The father has a little side story in the film with a political background. He was an English teacher in Iran who was being forced to work for the secret service in Iran, reporting on people, some of whom were activists from the Azeri minority, which he belongs to, but also because he speaks English. He also reported on foreigners. So sometimes he would just be hanging out in the bazaar just talking to people and one of the guys that he chatted up there was a Danish man who was there to make a film. And eight years later, when the couple decided that now they would escape, he called that guy and said, “I’m going to escape my country. I’m scared. I think it’s more secure for me if you would follow my story.” And that’s where the film starts.

So that guy is the co-director of the film and we’ve been shooting and having several teams working so that we could cover everything that’s happened. Some years we didn’t shoot much. Other years, when something starts to roll, we needed to go and be there. So it’s been a large team. But the starting point was actually that man contacting my colleague in Denmark.

HtN: What’s your colleague’s name?

EM: It’s Morten Ranmar.

HtN: And so your involvement, from start to finish with the film, was six years.

EM: Yes.

HtN: Even though the story predates that. So, how often during those six years would you or your team shoot?

EM: Well, it was very much up to what happened to the family. So, sometimes we had to be super alert because the plot of the film is that they are there applying for asylum in Turkey, and unluckily for them, it’s at the same time as a lot of refugees from Syria come out and then many other refugees as well, so it’s super difficult to get an answer from the UNHCR [The UN Refugee Agency], and we are waiting.

The plot of the film is actually them waiting for that destiny to be determined by the system that we are part of. So some years, especially 2014, I was there like maybe five, six times during the year and other years it was one or two times. It was very, very organic. I think one of the strengths for me in this film is that what happens is not happening for my camera, it’s happening because it’s happening in reality and I think you can feel that strength, that organic feeling of the film that the events are not created for the sake of the film, but that the film builds on events happening in reality and that gives excitement.

HtN: Absolutely. One of the things that’s really remarkable about your film is the intimacy of your access, the fact that you are embedded with a family going through some pretty difficult situations. The camera’s there, but it’s not obtrusive, and they don’t address the filmmakers at any time. How hard was it to get to that level of intimacy, regardless of who was shooting?

EM: I mean, people are different. Subjects in documentary films are as varied as we are. And with this particular family, one of the qualities that I could see very early on was that they had no difficulty showing their emotions. They were very transparent, and they were very trusting, and it was very easy for us to be accepted in their families. So, I have shot many documentaries, and this is one of the cases where it has been the easiest access to emotions, intimacy. And I think that’s very beautiful, and that’s very strong for an audience to be invited into some really clever people in a difficult situation trying to handle pretty severe problems, and doing it in a very human way. I’m very grateful that they accepted us that way and it was not a hard relationship to build with them.

_ _ _ _ _ _ _

- **TASK DIRECTIONS**
Extend the interview above about the documentary on a family awaiting asylum in Turkey, picking up after its last sentence.

_ _ _ _ _ _ _

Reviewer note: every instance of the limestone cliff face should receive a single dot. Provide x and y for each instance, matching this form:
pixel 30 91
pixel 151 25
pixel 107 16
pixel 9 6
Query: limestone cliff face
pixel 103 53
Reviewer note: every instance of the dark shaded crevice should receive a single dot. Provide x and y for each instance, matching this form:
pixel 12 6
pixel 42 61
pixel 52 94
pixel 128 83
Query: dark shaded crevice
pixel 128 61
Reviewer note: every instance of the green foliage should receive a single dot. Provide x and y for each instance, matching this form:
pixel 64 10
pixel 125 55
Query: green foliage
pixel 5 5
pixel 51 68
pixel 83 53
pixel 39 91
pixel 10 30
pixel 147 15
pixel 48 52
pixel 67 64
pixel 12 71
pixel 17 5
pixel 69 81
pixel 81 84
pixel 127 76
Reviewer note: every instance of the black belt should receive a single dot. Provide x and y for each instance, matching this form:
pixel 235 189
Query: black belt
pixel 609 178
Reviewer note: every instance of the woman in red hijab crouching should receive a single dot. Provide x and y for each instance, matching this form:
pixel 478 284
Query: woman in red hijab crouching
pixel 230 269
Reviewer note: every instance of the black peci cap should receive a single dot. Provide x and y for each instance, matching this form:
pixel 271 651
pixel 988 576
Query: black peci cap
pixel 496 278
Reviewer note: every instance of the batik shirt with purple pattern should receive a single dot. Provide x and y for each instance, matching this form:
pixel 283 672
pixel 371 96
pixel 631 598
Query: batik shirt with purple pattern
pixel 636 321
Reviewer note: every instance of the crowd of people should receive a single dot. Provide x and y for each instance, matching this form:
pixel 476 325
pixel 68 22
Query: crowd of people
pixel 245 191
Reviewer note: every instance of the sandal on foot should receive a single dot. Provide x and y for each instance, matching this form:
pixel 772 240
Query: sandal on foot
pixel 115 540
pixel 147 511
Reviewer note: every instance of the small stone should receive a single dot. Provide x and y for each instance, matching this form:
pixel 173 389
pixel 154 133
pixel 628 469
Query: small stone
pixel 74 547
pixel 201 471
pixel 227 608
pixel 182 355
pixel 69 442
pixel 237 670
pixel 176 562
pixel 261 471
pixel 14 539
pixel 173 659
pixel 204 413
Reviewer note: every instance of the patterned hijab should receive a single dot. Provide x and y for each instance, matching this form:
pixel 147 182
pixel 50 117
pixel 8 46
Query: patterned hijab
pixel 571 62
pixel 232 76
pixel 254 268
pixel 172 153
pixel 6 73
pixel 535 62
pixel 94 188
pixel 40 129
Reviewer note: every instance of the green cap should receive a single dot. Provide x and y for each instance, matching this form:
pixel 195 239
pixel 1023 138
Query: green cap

_ _ _ _ _ _ _

- **FINAL RESULT**
Filmmaker Eva Mulvad and HtN’s Chris Reed

HtN: How about with the other, more peripheral, characters, like in the home where they live, in Turkey, with the neighbors and then in their workplace, particularly the school, where you have other children? How hard was that, if at all, to negotiate?

EM: It wasn’t that difficult. I mean we came in and out for many years, so we were kind of part of their life, so the neighbors got to know us and at the school they didn’t have any problem. We also created a little video for the school that they could use on their website. So, you know, as with everything in life, it’s a give and take and if you give, you can take.

HtN: Were there any moments in the six years that you were involved in the project where there were things that happened that perhaps you later wanted to include in the film but didn’t for whatever reason, or things that you were unable to capture that you would have liked to capture?

EM: Yes. I think we didn’t know exactly what film we were shooting, at first. We didn’t know which storylines would grow and be strong. So, for example, there were many, many aspects of the first establishment of oneself in a foreign culture that I would have liked to be able to grasp better, because, in the shooting of the early parts of the story, we kind of jumped out of it too fast, and were missing some of that.

HtN: Speaking of cultural acclimation, what was your experience in this region, either as a visitor or as a documentarian. How much were you also learning the cultural ropes when you first started making this film? Had you traveled a lot to Turkey before?

EM: Just with this film. It became many years with this film, and I saw the changes there, with Erdogan…

HtN: Their very own right-wing populist…

EM: He has definitely set a whole new standard for democracy, which is maybe quite a low one, I would say. Their life right now is getting more and more difficult because of his politics. And when in the beginning I came there, it was a prosperous place. There were a lot of buildings going, like a lot of work, and now they took a lot of refugees in and the politics is more and more strict and foreign companies are getting out of there. So, everyday life is getting hard there. And of course, for the refugees, the low end of society, it’s not easy.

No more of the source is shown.